§ **Objective**: Drop every picture and give the entries back exactly.
● ● ● ●
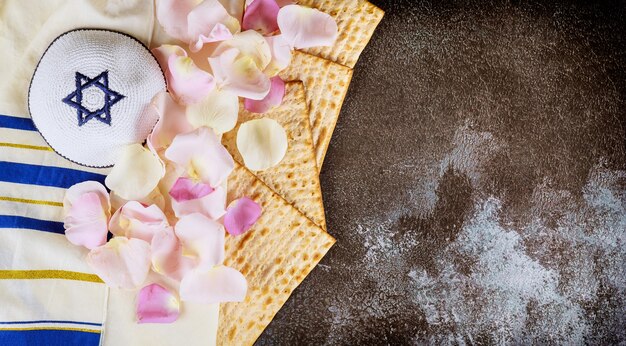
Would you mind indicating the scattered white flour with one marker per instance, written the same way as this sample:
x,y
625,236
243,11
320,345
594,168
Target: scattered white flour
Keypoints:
x,y
558,276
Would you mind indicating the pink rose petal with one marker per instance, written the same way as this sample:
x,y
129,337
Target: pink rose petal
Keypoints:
x,y
210,22
172,121
212,205
134,220
305,27
167,255
185,189
172,15
202,155
188,83
273,99
86,222
202,238
281,54
261,15
241,215
122,262
219,33
155,304
241,73
87,209
218,285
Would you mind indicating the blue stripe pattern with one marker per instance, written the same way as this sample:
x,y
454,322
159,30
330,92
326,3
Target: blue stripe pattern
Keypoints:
x,y
52,321
11,221
17,123
21,173
48,338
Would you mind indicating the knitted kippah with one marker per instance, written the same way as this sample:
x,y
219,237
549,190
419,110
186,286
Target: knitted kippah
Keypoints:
x,y
90,92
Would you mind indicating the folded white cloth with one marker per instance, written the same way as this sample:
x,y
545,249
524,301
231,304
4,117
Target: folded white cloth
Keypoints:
x,y
45,285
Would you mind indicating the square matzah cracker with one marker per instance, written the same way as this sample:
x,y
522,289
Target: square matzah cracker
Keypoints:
x,y
295,178
356,20
275,256
326,85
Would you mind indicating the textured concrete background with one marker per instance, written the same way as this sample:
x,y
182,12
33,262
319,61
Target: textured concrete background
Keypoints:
x,y
476,182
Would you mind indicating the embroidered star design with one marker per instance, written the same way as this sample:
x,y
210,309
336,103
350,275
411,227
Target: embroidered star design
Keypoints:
x,y
75,99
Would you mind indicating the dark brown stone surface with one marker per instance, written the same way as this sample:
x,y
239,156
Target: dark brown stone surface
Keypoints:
x,y
476,182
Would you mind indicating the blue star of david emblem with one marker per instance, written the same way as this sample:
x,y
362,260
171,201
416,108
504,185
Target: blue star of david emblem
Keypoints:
x,y
75,99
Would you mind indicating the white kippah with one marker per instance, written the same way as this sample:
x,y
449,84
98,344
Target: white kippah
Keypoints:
x,y
90,92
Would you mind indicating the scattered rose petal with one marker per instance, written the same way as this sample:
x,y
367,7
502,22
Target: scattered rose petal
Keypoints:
x,y
167,255
261,15
77,190
218,285
122,262
262,143
172,121
202,155
86,222
281,54
164,52
211,205
185,189
250,44
219,110
234,7
210,22
273,99
188,83
134,220
283,3
241,215
305,27
155,197
172,15
238,65
87,209
240,75
136,173
202,238
155,304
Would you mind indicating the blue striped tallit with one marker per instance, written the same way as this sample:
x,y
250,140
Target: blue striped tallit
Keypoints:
x,y
48,295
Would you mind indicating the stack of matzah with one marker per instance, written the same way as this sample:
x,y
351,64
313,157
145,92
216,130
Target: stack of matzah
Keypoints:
x,y
290,238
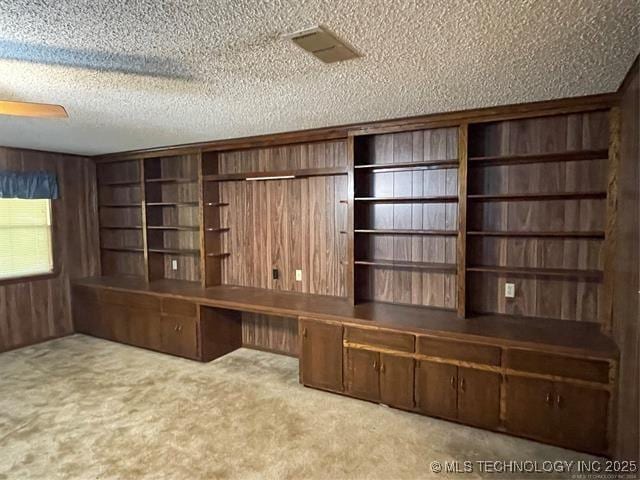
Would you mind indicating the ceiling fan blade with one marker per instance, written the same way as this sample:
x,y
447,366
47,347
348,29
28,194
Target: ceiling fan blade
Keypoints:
● ● ● ●
§ **Written answer**:
Would you mind indicating the scattered white flour with one marker per instance, written the same way as this sample:
x,y
625,236
243,11
320,345
594,168
Target: scattered white flour
Keypoints:
x,y
558,276
Would you mind indicating the pink rose petal with one marker per instance, written the same way as this sample:
x,y
129,337
Target: pink rose petal
Keypoints:
x,y
210,22
172,121
212,205
134,220
305,27
167,255
185,189
172,15
202,155
188,83
273,99
86,222
202,238
281,54
261,15
241,215
122,262
219,33
155,304
241,73
87,209
218,285
Would you mind indicating the blue stripe pattern with one marker per instance, written the same way as this sample:
x,y
454,322
159,30
330,92
326,3
Target: blue stripe pattern
Keypoints:
x,y
52,321
11,221
17,123
21,173
48,338
Would you mind indicating the knitted kippah with one marker per instance, written the same way as this sample:
x,y
219,237
549,190
419,110
186,286
Target: knitted kippah
Keypoints:
x,y
90,92
Would you mind indicating the folded white cloth with one marker per instance, written the same way as this sample:
x,y
545,249
524,301
231,304
4,117
Target: folded white cloth
Keypoints:
x,y
45,285
Would you mind indicating the square matzah cracker with one marker per instance, written the same way as this sample:
x,y
522,289
Target: square matzah cracker
Keypoints:
x,y
295,178
356,20
275,256
326,85
Would you mind indicating the textured concrete background with one marker per instance, written the same way as this sample:
x,y
182,12
33,262
319,61
Target: textured concrete background
Keypoints:
x,y
476,182
Would you mind indicating the embroidered star design with one marker per instance, written the same way as this sample:
x,y
210,309
336,103
350,275
411,227
Target: embroidered star design
Keypoints:
x,y
75,99
Would you mind indicating the dark brown stone surface with one marker per instance, written the same way as this sample:
x,y
239,156
Target: dark brown stone surface
Keypoints:
x,y
476,182
Would you mind indicating the blue star of david emblem with one marker per instance, written the same way as this sample:
x,y
362,260
171,201
416,108
504,185
Target: blue star of david emblem
Keypoints:
x,y
75,99
Would you mind indicating the white kippah with one marker per instance, written the same way as this sample:
x,y
449,84
98,344
Target: white kippah
Keypoints:
x,y
90,92
Would you mind indicating the scattered rose petal with one marker per instance, written the same way as this sample:
x,y
367,7
502,22
Target: scattered rose petal
Keypoints:
x,y
167,255
261,15
77,190
218,285
122,262
262,143
172,121
202,155
86,222
281,54
164,52
211,205
185,189
250,44
219,110
234,7
210,22
273,99
188,83
134,220
283,3
241,215
305,27
155,197
172,15
238,65
87,209
240,75
136,173
202,238
155,304
Would you mind indicating the blue striped tallit with one marker per instance, written the same way as this sample:
x,y
250,140
Target: blue striped tallit
Keypoints:
x,y
48,295
Would you mind indicating the stack of matzah with one marker per instance, written the same way as this sample:
x,y
351,64
313,157
145,92
216,130
Target: stack of matzah
Keypoints:
x,y
290,238
Would you mind indicating the ceiling fan blade with one marker per instance, written the same way as this sample:
x,y
447,366
47,347
348,29
28,194
Target: ceiling fan blade
Keypoints:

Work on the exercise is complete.